◆ ARTIGO
Esta frase, escrita em 1990, na edição original do livro, tem hoje, numa altura em que a felicidade se popularizou a tal ponto que já faz parte de uma certa ideologia (ou mitologia) do mundo pós-moderno, uma criticidade tanto maior quanto, para além da dificuldade em encontrar um homem feliz, continuamos também a ter uma sensação inquietante de ser cada vez mais difícil encontrar um homem honesto, a ajuizar pelas notícias que os meios de comunicação veiculam cotidianamente para a praça pública.
De acordo com o autor, esta situação que “se manifesta na condição subjetiva a que alguns chamam ansiedade ontológica ou terror existencial” e que consiste basicamente num “medo de ser, uma sensação de que a vida não tem significado e de que a existência não vale a pena”, radica no facto de que “as defesas que funcionavam no passado – a ordem que nos era fornecida pela religião, pelo patriotismo, pelas tradições étnicas e pelos costumes incutidos pelas classes sociais – já não são eficazes para a quantidade crescente de pessoas que se sentem expostas aos ásperos ventos do caos” (op.cit.).
Neste contexto, e perante a sistemática erosão das “grandes narrativas” que suportavam as crenças e os costumes tradicionais, as pessoas sentem-se cada vez mais perdidas, sem saberem muito bem em quê e em quem acreditar, e, à míngua de causas que lhes alimentem as expetativas de um futuro melhor, refugiam-se na única coisa que sentem que vale a pena e que conseguem controlar: elas próprias.
Não é de estranhar, por isso, que se comecem a generalizar na sociedade atual atitudes como individualismo, egocentrismo, narcisismo e, por extensão, egoísmo, em que cada pessoa tende a centrar-se mais (ou exclusivamente) nas suas próprias necessidades e interesses individuais, do que na construção de algo que configure essa entidade, entendida por muitos como abstrata e longínqua, que dá pelo nome de “bem comum”.
Para além dos óbvios efeitos negativos que esta situação pode causar em termos de ordenamento social, este fenómeno está a ser perigosamente utilizado (e manipulado) pelos partidos e movimentos de extrema-direita que se arvoram como arautos de uma nova ordem que tem precisamente como bandeiras o retorno aos valores de “patriotismo”, “tradições étnicas” e “costumes tradicionais” que, alegadamente, são aqueles que podem constituir o mais poderoso antídoto para a “desordem moral “ e de “princípios” que, segundo a sua perspetiva, grassa nas sociedades pós-modernas.
Esta situação de instabilidade social tem evidentes impactos no mundo das organizações, que, justamente para contrariar os efeitos nocivos e contraprodutivos da tendência para algum excesso de individualismo, têm procurado promover culturas e climas organizacionais que valorizam e acentuam a importância da existência de um Propósito comum, que seja suficientemente apelativo para gerar atitudes voluntárias e conscientes por parte dos colaboradores.

◆ DADOS FORNECIDOS
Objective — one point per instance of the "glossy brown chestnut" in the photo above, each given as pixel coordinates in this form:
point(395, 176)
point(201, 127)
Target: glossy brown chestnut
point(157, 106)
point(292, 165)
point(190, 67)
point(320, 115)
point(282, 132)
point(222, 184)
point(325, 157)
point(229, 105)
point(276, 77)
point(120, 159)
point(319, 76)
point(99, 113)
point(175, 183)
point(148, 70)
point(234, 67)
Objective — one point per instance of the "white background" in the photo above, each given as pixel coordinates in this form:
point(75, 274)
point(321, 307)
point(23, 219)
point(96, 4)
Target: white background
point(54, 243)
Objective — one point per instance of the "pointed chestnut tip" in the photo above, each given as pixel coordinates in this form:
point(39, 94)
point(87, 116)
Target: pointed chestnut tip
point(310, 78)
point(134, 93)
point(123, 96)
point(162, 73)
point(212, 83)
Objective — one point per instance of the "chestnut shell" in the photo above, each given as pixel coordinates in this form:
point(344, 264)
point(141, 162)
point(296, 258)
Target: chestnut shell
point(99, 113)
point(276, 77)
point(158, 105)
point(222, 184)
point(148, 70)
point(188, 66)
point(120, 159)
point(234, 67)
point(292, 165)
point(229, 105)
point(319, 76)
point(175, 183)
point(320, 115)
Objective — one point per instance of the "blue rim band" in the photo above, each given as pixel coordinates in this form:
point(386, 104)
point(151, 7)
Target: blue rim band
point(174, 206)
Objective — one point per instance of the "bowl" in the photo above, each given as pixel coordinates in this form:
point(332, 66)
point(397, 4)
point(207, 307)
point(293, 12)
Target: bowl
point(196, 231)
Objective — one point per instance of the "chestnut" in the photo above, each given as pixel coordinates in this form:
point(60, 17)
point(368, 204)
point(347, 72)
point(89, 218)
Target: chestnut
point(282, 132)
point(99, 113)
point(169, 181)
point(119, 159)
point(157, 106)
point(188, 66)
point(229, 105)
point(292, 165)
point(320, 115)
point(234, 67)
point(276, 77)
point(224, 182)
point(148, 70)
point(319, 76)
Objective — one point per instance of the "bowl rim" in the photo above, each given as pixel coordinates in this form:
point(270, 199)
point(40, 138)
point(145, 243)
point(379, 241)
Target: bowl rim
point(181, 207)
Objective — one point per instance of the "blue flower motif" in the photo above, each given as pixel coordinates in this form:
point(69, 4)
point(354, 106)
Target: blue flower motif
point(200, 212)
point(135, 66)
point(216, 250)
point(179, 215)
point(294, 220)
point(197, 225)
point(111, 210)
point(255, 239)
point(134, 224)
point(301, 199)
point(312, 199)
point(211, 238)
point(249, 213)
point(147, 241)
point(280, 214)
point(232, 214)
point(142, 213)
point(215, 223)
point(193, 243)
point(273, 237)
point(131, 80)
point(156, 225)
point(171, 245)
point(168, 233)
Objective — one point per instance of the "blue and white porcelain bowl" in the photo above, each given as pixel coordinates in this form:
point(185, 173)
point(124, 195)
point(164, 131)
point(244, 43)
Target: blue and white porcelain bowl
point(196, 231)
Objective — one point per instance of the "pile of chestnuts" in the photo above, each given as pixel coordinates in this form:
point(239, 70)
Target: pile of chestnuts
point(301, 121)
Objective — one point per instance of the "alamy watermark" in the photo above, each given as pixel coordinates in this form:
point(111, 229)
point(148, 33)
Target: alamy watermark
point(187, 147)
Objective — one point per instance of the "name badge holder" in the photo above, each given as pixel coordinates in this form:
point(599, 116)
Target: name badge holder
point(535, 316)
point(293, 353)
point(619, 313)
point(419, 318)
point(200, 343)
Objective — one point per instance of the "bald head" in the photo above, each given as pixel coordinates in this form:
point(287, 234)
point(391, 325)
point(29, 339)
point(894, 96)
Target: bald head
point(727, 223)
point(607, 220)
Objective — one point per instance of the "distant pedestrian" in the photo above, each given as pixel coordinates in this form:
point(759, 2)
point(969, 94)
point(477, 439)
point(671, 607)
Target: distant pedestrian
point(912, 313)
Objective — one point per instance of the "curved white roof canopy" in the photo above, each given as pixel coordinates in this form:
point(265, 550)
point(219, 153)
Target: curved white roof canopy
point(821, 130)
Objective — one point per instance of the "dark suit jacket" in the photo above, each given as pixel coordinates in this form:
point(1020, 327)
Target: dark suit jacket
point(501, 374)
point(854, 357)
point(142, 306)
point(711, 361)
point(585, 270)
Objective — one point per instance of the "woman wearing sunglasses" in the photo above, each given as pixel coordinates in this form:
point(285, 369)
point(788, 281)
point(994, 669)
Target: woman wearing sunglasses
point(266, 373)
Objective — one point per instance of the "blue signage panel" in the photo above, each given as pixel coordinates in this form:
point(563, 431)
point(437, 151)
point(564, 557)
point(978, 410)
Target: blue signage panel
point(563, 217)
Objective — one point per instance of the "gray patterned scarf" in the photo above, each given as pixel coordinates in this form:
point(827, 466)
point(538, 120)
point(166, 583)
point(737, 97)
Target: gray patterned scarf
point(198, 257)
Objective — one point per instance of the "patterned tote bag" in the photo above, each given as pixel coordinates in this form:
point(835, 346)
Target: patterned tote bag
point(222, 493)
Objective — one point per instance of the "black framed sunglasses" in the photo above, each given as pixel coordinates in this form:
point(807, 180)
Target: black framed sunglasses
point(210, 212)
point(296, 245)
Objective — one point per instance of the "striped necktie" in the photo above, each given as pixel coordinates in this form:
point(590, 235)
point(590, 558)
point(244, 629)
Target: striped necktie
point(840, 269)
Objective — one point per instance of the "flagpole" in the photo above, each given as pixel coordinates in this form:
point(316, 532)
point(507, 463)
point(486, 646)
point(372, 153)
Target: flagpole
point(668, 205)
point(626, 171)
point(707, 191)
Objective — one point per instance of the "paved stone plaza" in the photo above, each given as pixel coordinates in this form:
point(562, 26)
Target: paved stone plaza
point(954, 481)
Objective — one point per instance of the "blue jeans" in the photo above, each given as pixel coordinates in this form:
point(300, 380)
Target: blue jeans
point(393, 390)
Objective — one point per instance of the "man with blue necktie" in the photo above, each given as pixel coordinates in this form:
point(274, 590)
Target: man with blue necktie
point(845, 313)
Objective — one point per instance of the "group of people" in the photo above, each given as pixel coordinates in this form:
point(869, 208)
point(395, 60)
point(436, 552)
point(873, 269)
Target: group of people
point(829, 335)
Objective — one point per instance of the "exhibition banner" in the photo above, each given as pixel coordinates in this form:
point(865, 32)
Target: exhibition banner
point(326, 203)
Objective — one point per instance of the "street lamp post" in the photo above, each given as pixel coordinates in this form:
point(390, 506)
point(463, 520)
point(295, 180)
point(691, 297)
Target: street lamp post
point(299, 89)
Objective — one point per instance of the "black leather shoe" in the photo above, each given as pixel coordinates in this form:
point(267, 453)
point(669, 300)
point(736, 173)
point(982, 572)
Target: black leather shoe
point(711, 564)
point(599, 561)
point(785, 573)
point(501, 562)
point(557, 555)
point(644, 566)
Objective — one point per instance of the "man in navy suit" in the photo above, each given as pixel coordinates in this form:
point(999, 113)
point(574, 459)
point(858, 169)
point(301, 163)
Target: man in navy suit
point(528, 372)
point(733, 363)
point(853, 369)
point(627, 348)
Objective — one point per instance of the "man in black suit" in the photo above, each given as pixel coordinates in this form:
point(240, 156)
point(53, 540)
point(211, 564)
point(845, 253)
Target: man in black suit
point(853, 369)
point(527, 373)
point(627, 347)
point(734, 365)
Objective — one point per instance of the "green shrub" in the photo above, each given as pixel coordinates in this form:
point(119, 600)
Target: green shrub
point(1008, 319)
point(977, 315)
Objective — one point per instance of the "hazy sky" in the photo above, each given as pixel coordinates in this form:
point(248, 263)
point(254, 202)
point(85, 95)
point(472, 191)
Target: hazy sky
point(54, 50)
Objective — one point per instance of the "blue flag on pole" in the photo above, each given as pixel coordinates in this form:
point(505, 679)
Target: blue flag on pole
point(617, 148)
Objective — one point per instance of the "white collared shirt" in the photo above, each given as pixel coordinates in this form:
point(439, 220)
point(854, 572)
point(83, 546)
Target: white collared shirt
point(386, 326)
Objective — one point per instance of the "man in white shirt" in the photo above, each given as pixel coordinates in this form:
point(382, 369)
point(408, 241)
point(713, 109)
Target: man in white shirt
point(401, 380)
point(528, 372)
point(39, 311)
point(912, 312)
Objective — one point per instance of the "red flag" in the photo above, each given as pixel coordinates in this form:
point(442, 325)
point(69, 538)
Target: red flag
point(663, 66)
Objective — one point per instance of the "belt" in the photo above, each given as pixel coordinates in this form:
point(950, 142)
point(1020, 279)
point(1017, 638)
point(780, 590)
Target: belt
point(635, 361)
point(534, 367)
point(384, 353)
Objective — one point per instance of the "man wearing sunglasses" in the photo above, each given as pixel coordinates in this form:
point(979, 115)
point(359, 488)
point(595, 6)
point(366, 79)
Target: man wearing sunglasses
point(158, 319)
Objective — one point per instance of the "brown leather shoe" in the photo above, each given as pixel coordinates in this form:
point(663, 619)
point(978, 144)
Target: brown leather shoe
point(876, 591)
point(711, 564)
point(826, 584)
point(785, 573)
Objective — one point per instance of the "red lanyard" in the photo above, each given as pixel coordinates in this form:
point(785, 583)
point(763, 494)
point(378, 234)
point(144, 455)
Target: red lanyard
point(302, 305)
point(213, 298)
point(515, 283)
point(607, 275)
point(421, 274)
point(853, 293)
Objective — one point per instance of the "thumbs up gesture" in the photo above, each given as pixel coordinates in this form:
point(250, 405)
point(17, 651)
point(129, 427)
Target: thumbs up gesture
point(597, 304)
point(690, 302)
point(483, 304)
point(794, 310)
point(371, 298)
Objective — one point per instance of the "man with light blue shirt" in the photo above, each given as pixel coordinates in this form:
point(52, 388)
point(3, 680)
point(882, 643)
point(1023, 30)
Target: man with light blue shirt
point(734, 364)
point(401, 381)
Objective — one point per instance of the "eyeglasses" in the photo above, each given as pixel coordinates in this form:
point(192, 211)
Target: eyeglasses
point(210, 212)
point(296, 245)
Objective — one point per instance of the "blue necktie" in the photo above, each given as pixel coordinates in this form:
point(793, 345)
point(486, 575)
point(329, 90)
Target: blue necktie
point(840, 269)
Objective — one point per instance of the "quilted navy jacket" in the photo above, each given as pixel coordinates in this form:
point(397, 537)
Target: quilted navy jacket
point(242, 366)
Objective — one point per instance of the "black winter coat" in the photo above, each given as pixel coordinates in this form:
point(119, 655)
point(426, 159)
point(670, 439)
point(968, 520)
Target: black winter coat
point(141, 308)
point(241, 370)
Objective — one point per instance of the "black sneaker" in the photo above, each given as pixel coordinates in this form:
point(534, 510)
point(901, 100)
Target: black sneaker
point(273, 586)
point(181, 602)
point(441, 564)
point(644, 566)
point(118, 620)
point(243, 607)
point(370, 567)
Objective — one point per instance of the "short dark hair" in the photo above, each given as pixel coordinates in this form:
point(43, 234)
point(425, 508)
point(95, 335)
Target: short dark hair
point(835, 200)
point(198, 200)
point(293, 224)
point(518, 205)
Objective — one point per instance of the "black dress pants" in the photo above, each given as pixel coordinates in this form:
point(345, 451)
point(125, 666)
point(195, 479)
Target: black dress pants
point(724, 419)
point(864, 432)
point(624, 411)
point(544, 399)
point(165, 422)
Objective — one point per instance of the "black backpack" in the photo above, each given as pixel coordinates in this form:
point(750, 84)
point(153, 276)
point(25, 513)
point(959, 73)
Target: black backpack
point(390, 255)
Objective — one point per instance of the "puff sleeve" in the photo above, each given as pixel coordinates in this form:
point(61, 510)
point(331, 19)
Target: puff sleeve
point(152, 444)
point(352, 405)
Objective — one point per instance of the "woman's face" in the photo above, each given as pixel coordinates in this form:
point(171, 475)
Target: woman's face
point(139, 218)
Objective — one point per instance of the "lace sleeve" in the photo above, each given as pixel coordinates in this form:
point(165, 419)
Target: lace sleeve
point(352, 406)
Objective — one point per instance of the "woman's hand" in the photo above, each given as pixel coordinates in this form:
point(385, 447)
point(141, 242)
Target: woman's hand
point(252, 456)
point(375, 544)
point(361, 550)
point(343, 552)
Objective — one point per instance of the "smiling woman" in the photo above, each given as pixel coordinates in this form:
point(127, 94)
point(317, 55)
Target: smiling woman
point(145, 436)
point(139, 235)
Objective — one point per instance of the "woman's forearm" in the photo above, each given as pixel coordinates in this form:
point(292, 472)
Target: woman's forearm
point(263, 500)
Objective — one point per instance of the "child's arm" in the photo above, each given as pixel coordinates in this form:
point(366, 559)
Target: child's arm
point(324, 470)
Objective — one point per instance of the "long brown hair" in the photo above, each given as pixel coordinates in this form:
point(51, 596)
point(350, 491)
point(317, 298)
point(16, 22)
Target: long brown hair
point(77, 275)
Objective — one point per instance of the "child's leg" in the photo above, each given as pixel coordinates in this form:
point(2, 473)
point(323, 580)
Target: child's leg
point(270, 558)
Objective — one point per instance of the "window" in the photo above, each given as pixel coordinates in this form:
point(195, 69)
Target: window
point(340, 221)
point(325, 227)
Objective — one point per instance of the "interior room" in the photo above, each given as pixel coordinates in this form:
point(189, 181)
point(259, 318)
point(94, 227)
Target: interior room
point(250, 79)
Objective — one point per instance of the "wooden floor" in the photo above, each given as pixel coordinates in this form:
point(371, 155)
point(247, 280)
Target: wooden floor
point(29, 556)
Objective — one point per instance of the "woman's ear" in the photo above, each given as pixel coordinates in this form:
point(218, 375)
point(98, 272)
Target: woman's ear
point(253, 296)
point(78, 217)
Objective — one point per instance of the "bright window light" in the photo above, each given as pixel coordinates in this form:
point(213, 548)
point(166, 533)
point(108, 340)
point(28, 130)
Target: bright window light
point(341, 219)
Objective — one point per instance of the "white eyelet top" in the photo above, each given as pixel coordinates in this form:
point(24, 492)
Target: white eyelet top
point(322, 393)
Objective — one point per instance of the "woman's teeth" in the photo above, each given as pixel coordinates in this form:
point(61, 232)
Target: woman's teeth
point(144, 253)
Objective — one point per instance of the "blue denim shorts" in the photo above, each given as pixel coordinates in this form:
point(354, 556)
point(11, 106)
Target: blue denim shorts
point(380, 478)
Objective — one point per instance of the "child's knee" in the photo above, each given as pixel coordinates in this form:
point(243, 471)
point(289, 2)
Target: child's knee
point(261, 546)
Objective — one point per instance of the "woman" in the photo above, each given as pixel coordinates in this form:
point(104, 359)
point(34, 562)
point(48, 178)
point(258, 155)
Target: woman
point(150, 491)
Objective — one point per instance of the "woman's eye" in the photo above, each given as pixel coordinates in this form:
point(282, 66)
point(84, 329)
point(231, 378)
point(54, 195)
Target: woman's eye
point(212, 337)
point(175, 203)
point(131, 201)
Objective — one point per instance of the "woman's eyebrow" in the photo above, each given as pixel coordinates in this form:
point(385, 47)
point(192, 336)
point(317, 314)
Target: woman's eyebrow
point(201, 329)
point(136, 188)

◆ EXERCÍCIOS A REALIZAR
1. No artigo sobre a felicidade e o individualismo, que valores defendem como bandeiras os partidos e movimentos de extrema-direita?
2. Prossiga o artigo sobre a felicidade e o individualismo a partir do último parágrafo.

◆ RESULTADOS DAS TAREFAS
1. O retorno aos valores de "patriotismo", "tradições étnicas" e "costumes tradicionais".

2.
Tais organizações, que assumem que a “eficiência nunca se deve tornar mais importante do que a humanidade” (Leonhard, 2016) pretendem, mais do que formas de organização do trabalho que estimulem a produtividade, numa perspetiva individual, criar ambientes organizacionais que favoreçam e estimulem não só experiências profissionais gratificantes, mas verdadeiras experiências de vida, suficientemente ricas para que as pessoas se possam sentir gratificadas e motivadas pela construção de algo que, embora permita satisfazer necessidades e aspirações individuais, una as pessoas na prossecução de uma causa maior.
Ora, este alinhamento com um Propósito maior é um ingrediente fundamental para fruir a sensação de uma “experiência ótima” que proporciona às pessoas uma “extensão dos limites do eu, uma sensação de se estar envolvido em algo grandioso e poderoso” (Csikszentmihalyi, 2023) e que é uma das condições fundamentais para gerar o bem-estar subjetivo que constitui o verdadeiro “core” do sentimento de felicidade.
Por isso, e apesar de o mundo das organizações ser naturalmente influenciado e condicionado pelo contexto social mais amplo, é hoje muito evidente que cada organização tem efetivamente a liberdade e a possibilidade de gerar, por si própria, realidades alternativas que se constituam como poderosos meios de socialização, através das respetivas culturas e valores organizados em torno de um Propósito coletivo.
Assim, e atendendo a esse potencial de socialização, cada organização, tal como, aliás, cada família, mesmo que “exposta aos ásperos ventos do caos” (op.cit), tem realmente não só a capacidade, mas uma real e muito concreta possibilidade de criar, no seu seio, uma comunidade de valores e vontades partilhados que una as pessoas num projeto profissional que, justamente pela natureza dos sólidos vínculos motivacionais que estimula, se constitua também como uma parte essencial de um projeto de vida.
Este sentimento de pertença a uma causa maior que, naturalmente, não se esgota na mera satisfação de necessidades individuais, é uma das condições da vivência do “fluxo” que, de acordo com Csikszentmihalyi (op.cit) é o estado psicológico da experiência de felicidade, aquele que verdadeiramente pode levar as pessoas à “transcendência, a uma sensação de que os limites do nosso ser foram ampliados”.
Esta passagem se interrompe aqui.